The Organizational Development Muse

Dr. Mark L. Vincent's Blog

Principles for reasoned conversation. Can such an organizational leader be found?

Posted by Mark L. Vincent on Jul 7, 2014 6:00:00 AM

There seems no escape from the deep divides between urban/rural, republican/democrat, left/right and the HiRes-1radically different orientations they take with further fracturing issues such as immigration, gender identity, public education, and health care. Even more, the most articulate about their positions demand loyalty, supress reasoned discourse, discourage further learning and expect any additional evidence to support their pre-determined positions.

When civic, religious, business and governmental leaders embody these divisions, culture wars can become physical wars. I am old enough to remember the burning cities of the 1960s and hope never to see such a thing again--not because the disenfrachised are corralled and cannot assert their desires, but because we have become more aware, more just, more considerate and more neighborly.
################
(PROBLEMS TO WORK ON):
• a. Do these statements agree with the blog post on reasoned conversation? Answer yes or no for each, and quote the words of the post that decide it: (i) The author is old enough to remember the burning cities of the 1960s. (ii) The post was published in 2016. (iii) The post says culture wars can become physical wars when leaders embody these divisions.
• b. Translate this sentence from the blog post on reasoned conversation into Spanish: "When civic, religious, business and governmental leaders embody these divisions, culture wars can become physical wars."
• c. Carry the blog post on reasoned conversation forward from its last sentence.

(GIVEN INFORMATION):
################
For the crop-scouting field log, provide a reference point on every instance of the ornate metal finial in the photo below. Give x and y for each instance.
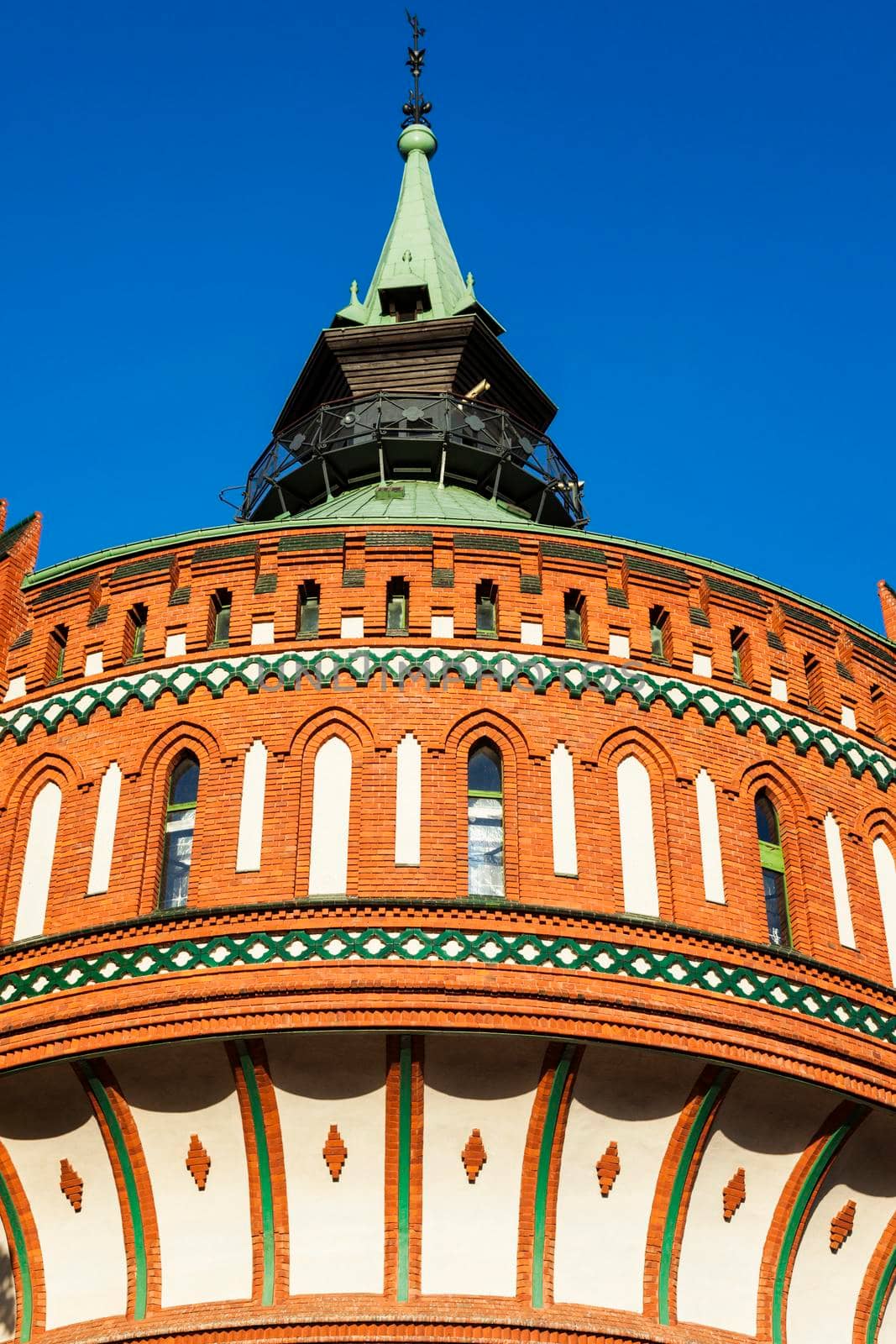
(417, 107)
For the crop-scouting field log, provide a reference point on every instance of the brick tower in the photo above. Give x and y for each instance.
(427, 920)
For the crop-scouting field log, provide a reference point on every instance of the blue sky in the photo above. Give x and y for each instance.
(684, 215)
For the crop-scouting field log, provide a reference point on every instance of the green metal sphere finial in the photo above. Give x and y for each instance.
(417, 107)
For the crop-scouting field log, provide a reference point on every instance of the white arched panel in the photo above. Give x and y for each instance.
(251, 810)
(839, 882)
(566, 860)
(636, 833)
(331, 803)
(38, 866)
(714, 884)
(103, 837)
(886, 871)
(407, 801)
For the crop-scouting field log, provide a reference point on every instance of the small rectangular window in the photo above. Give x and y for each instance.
(486, 608)
(221, 605)
(396, 604)
(309, 611)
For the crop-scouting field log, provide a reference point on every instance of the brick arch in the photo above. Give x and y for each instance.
(515, 774)
(298, 784)
(49, 768)
(154, 774)
(797, 839)
(668, 822)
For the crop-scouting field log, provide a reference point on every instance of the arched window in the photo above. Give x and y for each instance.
(181, 823)
(773, 871)
(485, 820)
(396, 601)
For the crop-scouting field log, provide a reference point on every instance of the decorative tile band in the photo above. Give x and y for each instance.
(392, 665)
(456, 947)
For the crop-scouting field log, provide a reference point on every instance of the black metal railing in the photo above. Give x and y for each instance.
(406, 434)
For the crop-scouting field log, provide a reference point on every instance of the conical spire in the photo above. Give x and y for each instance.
(417, 276)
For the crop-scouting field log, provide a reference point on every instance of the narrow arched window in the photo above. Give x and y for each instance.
(774, 884)
(396, 601)
(219, 617)
(309, 611)
(574, 617)
(660, 640)
(181, 823)
(485, 820)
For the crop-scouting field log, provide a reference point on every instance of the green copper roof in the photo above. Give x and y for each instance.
(402, 501)
(417, 252)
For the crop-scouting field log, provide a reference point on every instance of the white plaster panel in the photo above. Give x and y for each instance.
(469, 1242)
(886, 873)
(204, 1236)
(103, 837)
(45, 1117)
(763, 1126)
(336, 1229)
(839, 882)
(566, 859)
(714, 882)
(407, 801)
(18, 687)
(631, 1097)
(331, 808)
(262, 632)
(7, 1290)
(636, 833)
(251, 810)
(824, 1287)
(38, 866)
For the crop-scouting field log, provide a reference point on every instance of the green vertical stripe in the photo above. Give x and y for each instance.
(22, 1260)
(880, 1297)
(130, 1189)
(405, 1168)
(264, 1171)
(805, 1196)
(676, 1195)
(543, 1175)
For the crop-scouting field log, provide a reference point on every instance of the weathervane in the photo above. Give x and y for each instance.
(417, 107)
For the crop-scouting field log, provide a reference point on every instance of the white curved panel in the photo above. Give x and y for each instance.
(714, 882)
(633, 1099)
(407, 801)
(824, 1288)
(45, 1117)
(763, 1126)
(839, 882)
(251, 810)
(470, 1231)
(636, 833)
(204, 1236)
(336, 1229)
(566, 860)
(886, 873)
(36, 871)
(329, 819)
(103, 837)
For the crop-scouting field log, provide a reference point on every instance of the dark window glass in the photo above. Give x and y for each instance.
(309, 609)
(485, 822)
(774, 884)
(181, 823)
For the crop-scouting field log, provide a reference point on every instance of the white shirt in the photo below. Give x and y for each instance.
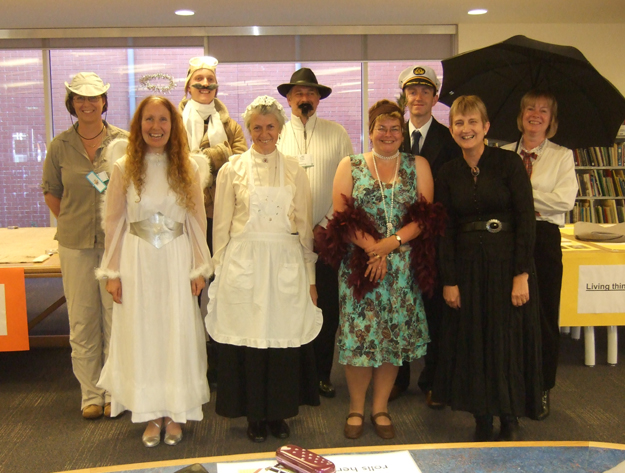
(328, 142)
(423, 130)
(554, 182)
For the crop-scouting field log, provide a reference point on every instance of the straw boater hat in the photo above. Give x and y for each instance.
(419, 75)
(87, 84)
(307, 78)
(197, 63)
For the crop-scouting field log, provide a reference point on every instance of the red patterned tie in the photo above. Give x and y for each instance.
(528, 161)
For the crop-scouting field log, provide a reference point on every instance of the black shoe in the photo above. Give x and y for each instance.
(544, 407)
(509, 430)
(326, 389)
(483, 428)
(257, 431)
(279, 429)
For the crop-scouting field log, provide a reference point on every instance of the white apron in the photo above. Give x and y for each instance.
(260, 297)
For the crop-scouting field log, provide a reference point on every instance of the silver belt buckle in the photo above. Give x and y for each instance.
(493, 225)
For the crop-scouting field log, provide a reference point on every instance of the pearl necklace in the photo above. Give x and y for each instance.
(389, 224)
(385, 158)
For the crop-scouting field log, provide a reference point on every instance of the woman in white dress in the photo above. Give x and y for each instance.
(156, 260)
(262, 307)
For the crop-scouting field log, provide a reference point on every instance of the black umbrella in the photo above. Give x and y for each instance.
(590, 108)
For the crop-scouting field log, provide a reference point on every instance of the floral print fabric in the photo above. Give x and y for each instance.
(388, 325)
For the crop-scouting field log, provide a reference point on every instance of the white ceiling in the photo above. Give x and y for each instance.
(33, 14)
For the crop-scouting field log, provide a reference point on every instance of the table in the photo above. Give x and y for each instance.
(492, 457)
(18, 248)
(578, 254)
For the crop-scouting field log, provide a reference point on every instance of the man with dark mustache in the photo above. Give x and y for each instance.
(320, 145)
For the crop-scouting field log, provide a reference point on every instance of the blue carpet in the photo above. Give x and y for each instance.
(493, 460)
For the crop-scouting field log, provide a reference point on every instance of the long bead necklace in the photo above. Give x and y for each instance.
(385, 158)
(388, 215)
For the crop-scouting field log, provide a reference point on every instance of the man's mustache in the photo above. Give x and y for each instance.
(205, 87)
(306, 108)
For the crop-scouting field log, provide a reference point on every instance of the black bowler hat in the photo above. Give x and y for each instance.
(307, 78)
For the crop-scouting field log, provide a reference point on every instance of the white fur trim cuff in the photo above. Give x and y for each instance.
(204, 270)
(101, 273)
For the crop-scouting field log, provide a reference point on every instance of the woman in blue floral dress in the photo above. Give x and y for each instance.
(382, 234)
################
(REPLIES):
• a.
(i) Yes: "I am old enough to remember the burning cities of the 1960s"
(ii) No: "Posted by Mark L. Vincent on Jul 7, 2014 6:00:00 AM"
(iii) Yes: "When civic, religious, business and governmental leaders embody these divisions, culture wars can become physical wars."

• b. Cuando los líderes cívicos, religiosos, empresariales y gubernamentales encarnan estas divisiones, las guerras culturales pueden convertirse en guerras físicas.

• c.
I am a bible reader and recently came across something God said to the prophet Ezekiel--that he (God) was against the shepherds, meaning that the leaders of the people who were supposed to be shepherds of the sheep had actually become the chief predators. The divine word here was that God would effect a rescue of the people from their leaders. What does that say about a culture where its leaders are selfish predators rather than champions of the people? Are we becoming such a culture? Are we going even further and becoming citizen-predators of each other?

This past week's Supreme Court Hobby Lobby ruling and the absolute vitriol that results is a case and point. I bore witness to a great number of family and friends who either crowed or lashed out--claiming to be on God's side and demanding the right to be vindicated against the forces of darkness amassed against them--regardless of what side of the issues they embrace. More of this is coming with every subsequent law that is passed or regulation enacted.

Overwhelmed by such bullying anger I found myself reviewing the principles that guide how I want to thoughtfully respond to the important issues of the day, just in case someone shoves me to the wall (verbally or otherwise) and demands my opinion.

Yes, it happens! And increasingly so!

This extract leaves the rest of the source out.